Saved data entries:
▬▬▬
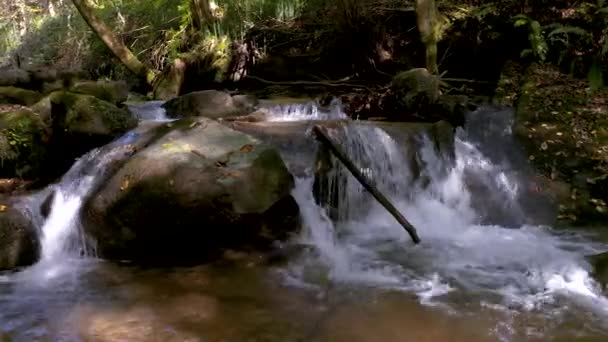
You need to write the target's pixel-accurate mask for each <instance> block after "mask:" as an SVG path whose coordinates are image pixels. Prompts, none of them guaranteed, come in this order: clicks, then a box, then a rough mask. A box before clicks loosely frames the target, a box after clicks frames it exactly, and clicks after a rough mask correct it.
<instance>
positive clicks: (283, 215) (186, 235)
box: [82, 118, 298, 264]
mask: <svg viewBox="0 0 608 342" xmlns="http://www.w3.org/2000/svg"><path fill="white" fill-rule="evenodd" d="M171 125H172V127H171V131H170V132H169V133H167V134H166V135H164V136H163V137H162V138H161V139H159V140H157V141H155V142H154V143H152V144H151V145H150V146H148V147H146V148H144V149H143V150H141V151H139V152H138V153H136V154H135V155H134V156H133V157H132V158H131V159H129V161H127V162H126V163H125V164H124V165H122V166H121V167H120V168H119V169H118V171H117V172H116V173H114V174H113V176H111V178H110V179H109V180H108V181H107V182H105V183H104V186H103V187H102V188H101V189H99V191H97V192H96V193H95V194H94V195H93V196H92V197H91V198H90V200H89V201H88V202H87V203H86V204H85V210H84V213H83V220H82V222H83V223H84V225H85V230H86V231H87V232H88V233H89V235H90V236H92V237H94V238H96V239H97V248H98V252H99V254H100V255H101V256H103V257H106V258H110V259H132V260H138V261H142V262H153V263H170V264H171V263H190V262H199V261H201V260H202V259H205V258H209V257H213V256H217V255H218V253H219V252H221V250H222V248H246V247H262V246H265V245H266V244H267V243H269V242H270V241H272V240H273V239H277V238H285V237H286V235H287V234H288V233H289V232H291V231H293V230H294V229H296V228H297V220H298V214H297V213H298V208H297V205H296V204H295V202H294V200H293V198H291V196H290V191H291V189H292V187H293V179H292V176H291V175H290V173H289V172H288V171H287V168H286V166H285V164H284V163H283V160H282V159H281V156H280V155H279V153H278V152H277V151H276V150H275V149H274V148H272V147H270V146H268V145H265V144H263V143H261V142H260V141H258V140H256V139H254V138H252V137H251V136H248V135H246V134H243V133H240V132H237V131H234V130H232V129H230V128H228V127H226V126H223V125H221V124H219V123H217V122H215V121H212V120H209V119H204V118H198V119H183V120H180V121H178V122H175V123H172V124H171Z"/></svg>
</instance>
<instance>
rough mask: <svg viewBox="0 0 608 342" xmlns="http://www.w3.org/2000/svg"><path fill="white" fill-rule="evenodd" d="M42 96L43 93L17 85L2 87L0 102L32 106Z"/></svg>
▬▬▬
PROBLEM TO WORK ON |
Write out once more the lines above beginning at the line with "</instance>"; continue through the final line and stop there.

SOLUTION FOR THIS TASK |
</instance>
<instance>
rough mask: <svg viewBox="0 0 608 342" xmlns="http://www.w3.org/2000/svg"><path fill="white" fill-rule="evenodd" d="M42 96L43 93L17 85L2 87L0 102L32 106Z"/></svg>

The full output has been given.